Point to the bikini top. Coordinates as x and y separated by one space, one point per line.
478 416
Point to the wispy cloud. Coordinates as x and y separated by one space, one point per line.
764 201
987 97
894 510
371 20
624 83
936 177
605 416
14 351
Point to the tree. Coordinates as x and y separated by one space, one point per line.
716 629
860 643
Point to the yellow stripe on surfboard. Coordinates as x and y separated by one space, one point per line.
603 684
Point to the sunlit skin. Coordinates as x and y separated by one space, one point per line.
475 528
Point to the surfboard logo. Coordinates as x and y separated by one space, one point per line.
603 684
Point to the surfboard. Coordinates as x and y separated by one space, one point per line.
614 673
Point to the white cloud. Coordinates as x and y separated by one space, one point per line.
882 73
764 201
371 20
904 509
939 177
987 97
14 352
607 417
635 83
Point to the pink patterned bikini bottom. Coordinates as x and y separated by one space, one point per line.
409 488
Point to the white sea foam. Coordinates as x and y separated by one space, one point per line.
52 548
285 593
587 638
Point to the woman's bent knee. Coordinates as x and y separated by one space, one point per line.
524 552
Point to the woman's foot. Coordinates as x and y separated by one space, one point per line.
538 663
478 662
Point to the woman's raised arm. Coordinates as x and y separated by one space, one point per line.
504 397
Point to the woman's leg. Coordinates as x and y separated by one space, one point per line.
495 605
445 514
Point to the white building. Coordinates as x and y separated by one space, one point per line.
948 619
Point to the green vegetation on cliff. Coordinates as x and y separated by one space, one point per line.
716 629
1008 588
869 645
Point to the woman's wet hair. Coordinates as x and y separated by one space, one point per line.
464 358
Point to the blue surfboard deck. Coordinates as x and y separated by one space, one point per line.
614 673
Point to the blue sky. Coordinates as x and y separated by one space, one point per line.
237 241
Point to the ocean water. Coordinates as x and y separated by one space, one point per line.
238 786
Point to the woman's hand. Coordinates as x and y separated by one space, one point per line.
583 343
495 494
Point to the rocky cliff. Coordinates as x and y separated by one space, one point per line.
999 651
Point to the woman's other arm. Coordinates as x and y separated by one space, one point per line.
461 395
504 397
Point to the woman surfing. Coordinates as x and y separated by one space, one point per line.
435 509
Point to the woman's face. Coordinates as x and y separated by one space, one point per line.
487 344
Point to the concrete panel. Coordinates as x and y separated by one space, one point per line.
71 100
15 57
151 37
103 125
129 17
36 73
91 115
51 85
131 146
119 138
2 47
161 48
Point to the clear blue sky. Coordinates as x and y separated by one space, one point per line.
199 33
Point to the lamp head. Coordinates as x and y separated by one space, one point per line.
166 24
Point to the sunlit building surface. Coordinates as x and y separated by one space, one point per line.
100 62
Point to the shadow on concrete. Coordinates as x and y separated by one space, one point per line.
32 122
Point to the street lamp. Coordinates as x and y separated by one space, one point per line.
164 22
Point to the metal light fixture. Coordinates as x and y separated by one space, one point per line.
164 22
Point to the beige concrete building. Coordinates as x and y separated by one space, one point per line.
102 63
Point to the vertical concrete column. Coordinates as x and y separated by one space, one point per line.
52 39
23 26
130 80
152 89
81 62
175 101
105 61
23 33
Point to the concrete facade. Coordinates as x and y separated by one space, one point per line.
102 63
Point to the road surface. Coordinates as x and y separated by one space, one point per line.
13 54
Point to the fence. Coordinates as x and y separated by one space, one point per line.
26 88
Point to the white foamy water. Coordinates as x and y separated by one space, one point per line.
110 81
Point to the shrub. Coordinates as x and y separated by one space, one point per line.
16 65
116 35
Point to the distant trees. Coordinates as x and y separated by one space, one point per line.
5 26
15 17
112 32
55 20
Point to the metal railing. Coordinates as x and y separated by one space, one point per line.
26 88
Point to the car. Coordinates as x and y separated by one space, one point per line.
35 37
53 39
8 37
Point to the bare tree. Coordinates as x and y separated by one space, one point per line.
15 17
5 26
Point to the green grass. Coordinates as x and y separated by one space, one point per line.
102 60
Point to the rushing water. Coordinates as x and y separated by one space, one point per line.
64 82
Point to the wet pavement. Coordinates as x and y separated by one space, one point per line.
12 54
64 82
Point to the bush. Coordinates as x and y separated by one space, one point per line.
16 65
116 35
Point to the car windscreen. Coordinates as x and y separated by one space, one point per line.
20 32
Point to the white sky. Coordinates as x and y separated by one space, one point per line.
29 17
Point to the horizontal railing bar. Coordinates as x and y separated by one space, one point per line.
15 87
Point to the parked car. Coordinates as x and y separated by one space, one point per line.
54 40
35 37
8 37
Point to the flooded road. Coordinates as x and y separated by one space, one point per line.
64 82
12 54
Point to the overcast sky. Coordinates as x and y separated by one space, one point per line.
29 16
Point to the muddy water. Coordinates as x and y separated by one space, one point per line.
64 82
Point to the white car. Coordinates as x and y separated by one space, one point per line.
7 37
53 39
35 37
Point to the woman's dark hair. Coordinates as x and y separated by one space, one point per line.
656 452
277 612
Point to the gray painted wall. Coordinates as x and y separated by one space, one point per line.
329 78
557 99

• [What the task requires]:
Once you have read the entries above, copy them out exactly as they were given.

• [Your solution]:
Point to the bikini top. Coordinates as x and y separated by one space, one point per line.
478 416
Point to the wispy cloud. Coordinates as x and y separated by one space, one point per line.
764 201
987 97
894 510
371 20
624 83
936 177
605 416
14 351
Point to the tree. Coordinates as x and y separated by one space, one point per line.
716 629
860 643
Point to the yellow stripe on surfboard. Coordinates as x and y separated by one space, one point per line.
603 684
Point to the sunlit skin. Coordinates as x and y separated by one space, one point per line.
475 528
Point to the surfboard logo. Coordinates as x and y separated by one space, one point per line.
603 684
Point to the surfboard. Coordinates as x and y separated by one space, one point per line.
614 673
Point to the white cloud. Coordinates as x and y separated by one space, one point per line.
882 73
764 201
371 20
904 509
939 177
987 97
14 352
607 417
635 83
Point to the pink patterned bikini bottom. Coordinates as x and y separated by one space, one point per line.
409 488
Point to the white sea foam. Coordinates as x and y separated by one space, one point per line.
52 548
285 593
587 638
Point to the woman's bent knee. Coordinates as x and y separated by one space, one point per line.
524 552
Point to the woman's foot. Coordinates as x and y separated by one space, one point per line.
538 663
478 662
Point to the woman's raised arm. Coordinates as x and y separated by one space, one point per line.
504 397
Point to the woman's leg. Coordinates as x and y separated by one space, one point per line.
495 605
445 514
Point to the white building. Coordinates as x and y separated by one space, one point per line.
948 619
Point to the green vegetation on cliff. Coordinates as x and y separated by one space, one point per line.
716 629
1008 588
869 645
Point to the woman's wet hair. Coordinates as x and y separated by one space, one point per line.
464 358
Point to the blue surfboard deck. Coordinates as x and y separated by one space, one point per line.
614 673
Point to the blue sky. Coordinates as x and y separated by one space, one point per line.
237 241
Point to the ocean water. Coordinates as x and y separated by one space, one point per line.
238 786
Point to the woman's hand. Coordinates as x and y separated by one space, one point per line.
583 343
495 494
Point to the rocky cliff. Coordinates as x and y separated by one space, one point per line.
999 651
Point to the woman's other arm. Coordinates as x and y separated by one space, one point per line.
461 395
504 397
Point to the woman surfing. Coordinates as x and y separated by one space, one point per line.
435 509
Point to the woman's face. Coordinates as x and y separated by one space, one point per line.
487 344
Point to the concrete panel. Coordinates as x and y separated by one space, one point per line.
71 100
15 57
151 37
103 125
129 17
36 73
91 115
51 85
131 146
119 138
2 47
161 48
Point to the clear blue sky. Coordinates as x and y separated by one space, one point per line.
199 33
Point to the lamp head. Coordinates as x and y separated by one space, one point per line.
166 24
Point to the sunlit building surface. Coordinates as x and y separated by one space, one point per line.
100 62
Point to the shadow on concrete. Coordinates as x and y separated by one space, one point per line.
32 122
Point to the street lamp. Coordinates as x and y separated by one space, one point per line.
164 22
Point to the metal light fixture. Coordinates as x and y separated by one space, one point per line.
164 22
Point to the beige concrete building. Coordinates as x and y separated by one space, one point per line.
102 63
Point to the vertical concrete column. Coordinates as x and y separated by one space, one point per line.
52 39
23 26
130 80
152 89
81 62
175 101
105 61
23 33
Point to the concrete facade. Coordinates as x and y separated by one space, one point per line.
102 63
Point to the road surface. Coordinates as x and y separated by one space, one point per line.
13 54
Point to the fence. Coordinates as x and y separated by one space, one point per line.
26 88
Point to the white foamy water. Coordinates as x and y separated by one space, one point per line.
110 81
Point to the shrub. Coordinates as x and y separated by one space, one point per line.
16 65
116 35
Point to the distant trees. Coordinates as x and y separated by one space, one point per line.
5 26
15 17
112 32
55 20
Point to the metal railing. Coordinates as x and y separated by one space, one point per line.
26 88
Point to the car. Coordinates as x and y separated by one space, one point per line.
35 37
53 39
8 37
Point to the bare tree. Coordinates as x and y separated by one space, one point per line.
15 17
5 26
Point to the green grass. Coordinates as x and y separated by one space, one point per line.
102 60
Point to the rushing water. Coordinates as x and y separated by one space, one point per line.
64 82
Point to the wet pavement. Coordinates as x and y separated by one space, one point per line.
12 54
64 82
Point to the bush. Coordinates as x and y separated by one space, one point per line.
16 65
116 35
Point to the car windscreen. Coordinates as x and y separated by one space, one point per line.
20 32
Point to the white sky. Coordinates as x and y separated by one space, one point per line.
29 17
Point to the horizontal railing bar. Coordinates as x and y separated by one space, one point per line.
15 87
Point to the parked car. Coordinates as x and y separated by one space, one point per line.
54 40
35 37
8 37
Point to the flooded road. Coordinates as x and y separated by one space, one point per line.
64 82
12 54
Point to the overcast sky. Coordinates as x and y separated by one space, one point per line.
29 16
Point to the muddy water. Coordinates as x and y separated by one space, one point per line.
64 82
Point to the white car. Coordinates as x and y separated by one space, one point per line.
7 37
53 39
35 37
Point to the woman's dark hair. Coordinates as x and y separated by one space, one point per line.
656 452
277 612
Point to the gray painted wall. Coordinates as x and y separated by one space, one point per line.
329 78
557 99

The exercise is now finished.